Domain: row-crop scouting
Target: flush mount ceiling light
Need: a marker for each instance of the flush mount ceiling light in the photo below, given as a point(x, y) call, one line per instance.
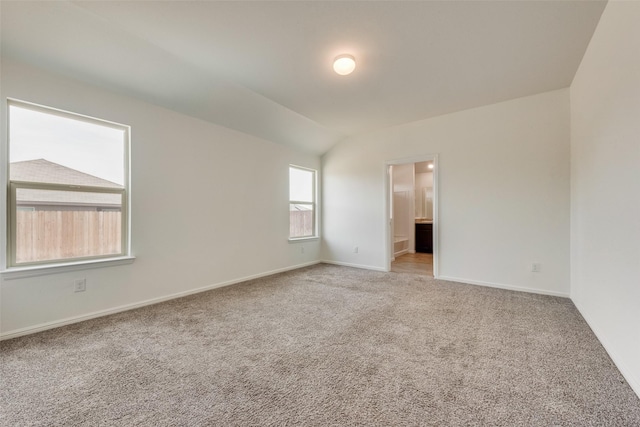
point(344, 64)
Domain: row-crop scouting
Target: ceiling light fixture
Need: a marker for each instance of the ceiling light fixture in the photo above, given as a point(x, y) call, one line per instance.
point(344, 64)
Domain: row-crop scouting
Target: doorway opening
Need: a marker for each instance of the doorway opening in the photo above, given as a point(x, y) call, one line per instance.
point(411, 213)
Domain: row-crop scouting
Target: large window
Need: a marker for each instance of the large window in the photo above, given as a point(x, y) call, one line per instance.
point(302, 203)
point(68, 187)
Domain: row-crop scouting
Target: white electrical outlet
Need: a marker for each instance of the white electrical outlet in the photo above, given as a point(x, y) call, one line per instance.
point(80, 285)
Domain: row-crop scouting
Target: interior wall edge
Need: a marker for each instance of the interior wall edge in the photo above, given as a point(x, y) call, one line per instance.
point(617, 360)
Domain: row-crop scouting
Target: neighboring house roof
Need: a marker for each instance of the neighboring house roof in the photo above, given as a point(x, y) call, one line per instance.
point(42, 170)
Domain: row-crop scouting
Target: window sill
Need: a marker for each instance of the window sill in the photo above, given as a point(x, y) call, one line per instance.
point(43, 270)
point(303, 239)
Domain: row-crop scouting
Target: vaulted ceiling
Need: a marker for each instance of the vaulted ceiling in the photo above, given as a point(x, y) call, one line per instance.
point(264, 67)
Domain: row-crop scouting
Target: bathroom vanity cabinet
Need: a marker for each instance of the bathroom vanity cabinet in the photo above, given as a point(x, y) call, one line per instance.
point(424, 237)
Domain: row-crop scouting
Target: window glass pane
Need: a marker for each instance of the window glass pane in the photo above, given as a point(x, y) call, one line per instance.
point(53, 148)
point(57, 225)
point(300, 185)
point(301, 220)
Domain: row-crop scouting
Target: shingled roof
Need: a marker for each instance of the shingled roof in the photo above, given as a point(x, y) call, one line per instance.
point(42, 170)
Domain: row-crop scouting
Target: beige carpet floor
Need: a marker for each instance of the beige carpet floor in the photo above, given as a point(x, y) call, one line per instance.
point(322, 346)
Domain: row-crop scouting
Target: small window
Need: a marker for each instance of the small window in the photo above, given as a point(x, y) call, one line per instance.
point(68, 186)
point(302, 203)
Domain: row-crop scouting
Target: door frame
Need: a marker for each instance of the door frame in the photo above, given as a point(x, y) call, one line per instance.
point(388, 228)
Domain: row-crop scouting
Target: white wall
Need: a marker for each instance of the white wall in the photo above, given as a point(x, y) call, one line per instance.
point(504, 192)
point(605, 186)
point(209, 205)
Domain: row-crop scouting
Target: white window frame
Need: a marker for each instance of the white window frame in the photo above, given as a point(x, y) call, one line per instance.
point(314, 204)
point(13, 186)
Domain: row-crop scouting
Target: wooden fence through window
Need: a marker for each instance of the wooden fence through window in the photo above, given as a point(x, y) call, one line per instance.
point(51, 235)
point(300, 223)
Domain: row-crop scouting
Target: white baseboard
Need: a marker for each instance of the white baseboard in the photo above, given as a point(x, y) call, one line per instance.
point(347, 264)
point(501, 286)
point(634, 383)
point(75, 319)
point(400, 253)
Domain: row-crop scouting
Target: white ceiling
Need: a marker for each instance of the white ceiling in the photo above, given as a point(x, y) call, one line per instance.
point(264, 67)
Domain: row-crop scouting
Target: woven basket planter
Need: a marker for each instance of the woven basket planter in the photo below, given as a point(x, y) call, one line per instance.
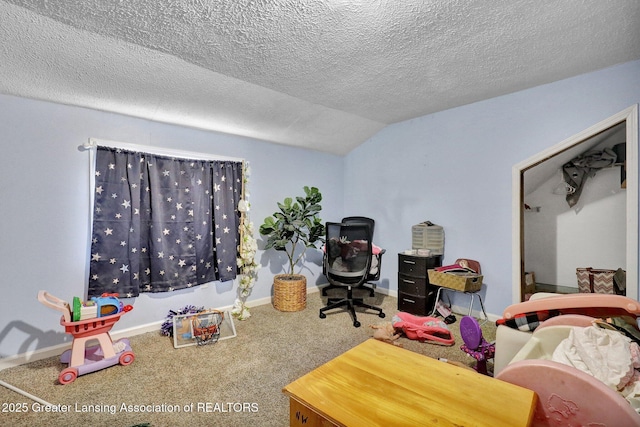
point(289, 292)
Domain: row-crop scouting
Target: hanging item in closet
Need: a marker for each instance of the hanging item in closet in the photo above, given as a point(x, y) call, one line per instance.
point(577, 170)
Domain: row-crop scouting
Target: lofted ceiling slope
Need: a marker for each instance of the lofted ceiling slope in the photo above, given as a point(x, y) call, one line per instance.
point(318, 74)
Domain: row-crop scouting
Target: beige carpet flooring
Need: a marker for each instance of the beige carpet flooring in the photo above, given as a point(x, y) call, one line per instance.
point(234, 382)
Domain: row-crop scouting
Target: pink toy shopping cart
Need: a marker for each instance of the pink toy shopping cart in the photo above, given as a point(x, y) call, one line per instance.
point(80, 358)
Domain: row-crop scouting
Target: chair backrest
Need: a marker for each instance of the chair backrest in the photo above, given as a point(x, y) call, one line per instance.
point(352, 219)
point(348, 253)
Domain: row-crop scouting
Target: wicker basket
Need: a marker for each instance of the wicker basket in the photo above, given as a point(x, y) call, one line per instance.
point(289, 292)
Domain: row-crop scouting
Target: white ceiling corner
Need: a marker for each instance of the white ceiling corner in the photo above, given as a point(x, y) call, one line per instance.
point(324, 75)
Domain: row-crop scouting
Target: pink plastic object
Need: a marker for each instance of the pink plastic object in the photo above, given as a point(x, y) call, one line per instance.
point(595, 305)
point(423, 328)
point(80, 358)
point(568, 396)
point(474, 343)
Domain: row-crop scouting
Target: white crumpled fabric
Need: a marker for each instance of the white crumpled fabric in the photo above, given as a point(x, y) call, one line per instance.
point(605, 354)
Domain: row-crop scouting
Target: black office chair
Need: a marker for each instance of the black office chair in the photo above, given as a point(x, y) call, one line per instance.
point(376, 261)
point(347, 262)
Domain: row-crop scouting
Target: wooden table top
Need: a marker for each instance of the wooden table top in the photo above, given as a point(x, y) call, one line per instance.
point(378, 384)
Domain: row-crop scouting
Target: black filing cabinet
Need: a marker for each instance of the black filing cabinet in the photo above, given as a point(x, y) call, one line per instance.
point(415, 294)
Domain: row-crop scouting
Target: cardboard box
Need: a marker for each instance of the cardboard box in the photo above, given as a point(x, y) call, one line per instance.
point(463, 282)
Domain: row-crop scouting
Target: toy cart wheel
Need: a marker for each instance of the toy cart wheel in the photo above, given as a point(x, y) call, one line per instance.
point(68, 375)
point(127, 358)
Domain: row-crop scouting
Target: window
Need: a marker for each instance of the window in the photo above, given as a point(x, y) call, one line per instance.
point(162, 223)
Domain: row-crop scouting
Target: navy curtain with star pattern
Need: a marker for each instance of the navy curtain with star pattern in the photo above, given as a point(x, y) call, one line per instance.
point(161, 224)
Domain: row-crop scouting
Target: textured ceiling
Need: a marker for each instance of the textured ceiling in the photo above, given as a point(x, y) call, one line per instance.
point(324, 75)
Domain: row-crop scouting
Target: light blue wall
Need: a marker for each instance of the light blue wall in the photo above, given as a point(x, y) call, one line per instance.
point(44, 210)
point(454, 168)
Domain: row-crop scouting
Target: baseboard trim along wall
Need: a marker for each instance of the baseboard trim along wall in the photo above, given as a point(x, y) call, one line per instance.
point(56, 350)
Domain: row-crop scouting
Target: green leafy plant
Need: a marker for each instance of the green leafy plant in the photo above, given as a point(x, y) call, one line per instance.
point(295, 227)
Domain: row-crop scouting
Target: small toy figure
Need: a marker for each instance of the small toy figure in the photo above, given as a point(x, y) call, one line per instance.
point(385, 332)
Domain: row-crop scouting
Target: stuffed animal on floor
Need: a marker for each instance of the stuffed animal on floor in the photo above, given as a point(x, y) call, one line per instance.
point(385, 332)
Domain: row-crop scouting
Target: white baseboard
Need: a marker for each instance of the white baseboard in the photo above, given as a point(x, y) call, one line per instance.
point(56, 350)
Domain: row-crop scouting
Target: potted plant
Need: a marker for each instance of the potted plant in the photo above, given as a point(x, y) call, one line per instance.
point(293, 229)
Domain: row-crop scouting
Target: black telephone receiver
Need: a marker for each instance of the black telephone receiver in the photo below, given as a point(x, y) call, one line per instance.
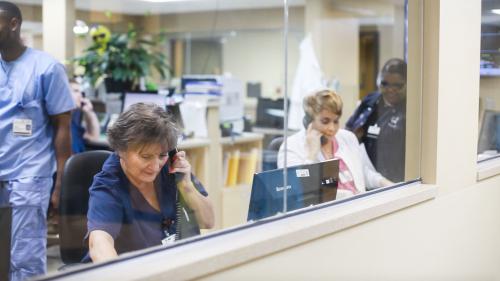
..............................
Problem to work on: Reproduce the data above as a numbered list, from its first line up to and including the line with "point(617, 360)". Omit the pictures and skip blank lines.

Result of this exercise:
1. Domain: row-crop scouting
2. Target: flush mount ceiling light
3. Need: a marker for each instance of the flush mount ceiling light in the photo below, given as a point(x, y) call, one line per instance.
4. point(344, 64)
5. Domain: row-crop scouting
6. Target: ceiling light fixture
7. Need: a marker for each instance of the ceiling light fixture in the photo above, given as a point(x, y) call, one line per instance.
8. point(344, 64)
9. Domain: row-crop scouting
10. Target: doorway opening
11. Need: a marker for each instance of the doorway opening in the photo above, given as a point(x, y) call, one line per instance.
12. point(411, 213)
13. Domain: row-crop scouting
14. Target: large window
15. Need: a marker for each instance of the large window in the photo above, given as a point(x, y) call, one line per instance.
16. point(302, 203)
17. point(68, 187)
18. Domain: row-crop scouting
19. Target: white electrical outlet
20. Need: a marker for each instance of the white electrical outlet in the photo above, given as a point(x, y) call, one line per instance.
21. point(80, 285)
22. Domain: row-crop scouting
23. Target: interior wall edge
24. Need: a marker for each instance of the interior wall edge in the photo above, given as a point(x, y) call, one line per instance.
25. point(617, 360)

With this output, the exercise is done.